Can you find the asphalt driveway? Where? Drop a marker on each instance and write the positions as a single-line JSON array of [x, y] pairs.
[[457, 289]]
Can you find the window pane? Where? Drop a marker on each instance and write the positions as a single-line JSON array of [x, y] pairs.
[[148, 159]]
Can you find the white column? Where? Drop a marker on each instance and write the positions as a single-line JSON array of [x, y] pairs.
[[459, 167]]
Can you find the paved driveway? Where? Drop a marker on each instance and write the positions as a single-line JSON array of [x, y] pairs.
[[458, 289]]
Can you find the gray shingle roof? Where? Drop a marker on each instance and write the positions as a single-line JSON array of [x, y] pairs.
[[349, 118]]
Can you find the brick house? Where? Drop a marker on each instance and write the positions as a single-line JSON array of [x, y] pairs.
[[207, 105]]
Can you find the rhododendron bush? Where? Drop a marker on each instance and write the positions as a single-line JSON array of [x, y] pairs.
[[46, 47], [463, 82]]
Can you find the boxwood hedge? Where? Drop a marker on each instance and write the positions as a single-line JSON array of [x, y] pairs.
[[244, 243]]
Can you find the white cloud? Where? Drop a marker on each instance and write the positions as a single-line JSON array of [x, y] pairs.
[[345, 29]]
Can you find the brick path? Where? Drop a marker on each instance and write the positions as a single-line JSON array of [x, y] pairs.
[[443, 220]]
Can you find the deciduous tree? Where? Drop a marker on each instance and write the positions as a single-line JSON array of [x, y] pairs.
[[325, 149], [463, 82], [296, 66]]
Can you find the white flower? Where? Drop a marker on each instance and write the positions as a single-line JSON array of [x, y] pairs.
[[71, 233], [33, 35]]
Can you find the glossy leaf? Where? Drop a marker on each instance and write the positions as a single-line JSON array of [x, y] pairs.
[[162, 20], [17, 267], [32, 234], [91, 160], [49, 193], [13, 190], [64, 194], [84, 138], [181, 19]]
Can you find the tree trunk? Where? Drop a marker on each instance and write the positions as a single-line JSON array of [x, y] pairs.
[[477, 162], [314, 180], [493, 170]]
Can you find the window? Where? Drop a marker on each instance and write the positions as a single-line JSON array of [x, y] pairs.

▶ **Task prompt**:
Copy out every record exactly; leave nothing out.

▶ **Answer area**:
Can you find the asphalt driveway? Where? Drop a marker on each instance and write the positions as a single-line JSON array of [x, y] pairs.
[[457, 289]]
Can you find the window pane? Where? Drop a marker on each instance and write the positions as a single-line JSON array of [x, y] pairs.
[[148, 159]]
Can you find the white column? Where? Drop a marker on each instance and write the positions as a single-line JSON array of [x, y] pairs.
[[459, 167]]
Can you find the paved driveway? Where? Drop a marker on each instance and write the positions as a single-line JSON array of [x, y] pairs.
[[458, 289]]
Can you find the gray shingle roof? Where? Drop a marker on each instance and write the positions as a single-line JSON array of [x, y] pairs.
[[349, 118]]
Can you find the brick house? Where? Drop a marker on each instance and write the positions as a single-line JSON array of [x, y] pairs.
[[207, 105]]
Can you find the rhododendron bush? Where? Drop a marker on each instance and write the positions as a single-line JSON array of [x, y] pairs.
[[46, 47], [463, 82]]
Can you find the boxwood hedge? Where? Drop a marker on each instance and write the positions as a single-line JSON array of [x, y] pairs.
[[244, 243]]
Can you find the white cloud? Where? Drop a marker on each instance and write the positions as a single-line JSON array of [x, y] pairs.
[[345, 29]]
Can you find the brick path? Where? Drop a marker on each instance and write the positions as a single-line JSON array of [x, y] pairs.
[[443, 220]]
Can you find the deciduous tree? Where? Drop a marker on each instance and write the positions as a single-line JSON array of [x, y] pairs.
[[325, 149], [463, 82], [296, 66]]
Can you find the white flower? Where? Drop a marker on each instance and write the positions as a single-line JSON array of [x, y] pairs.
[[71, 233], [33, 35]]
Can you find the glossy leaf? Where? Drop a marker on each instance and write the positions as a single-line JSON array of [x, y] pairs.
[[162, 20], [17, 267], [32, 234], [91, 160], [49, 193], [13, 190], [64, 194], [84, 138], [181, 19]]
Can you find the tree trunk? Where? Drop a marker on each instance and write the positions as a single-line JSON array of [x, y] pairs.
[[477, 162], [314, 180], [493, 170]]
Can you find the window? Where? Drop a marker on each instance and write the positions as a single-line JSON array of [x, y] pairs.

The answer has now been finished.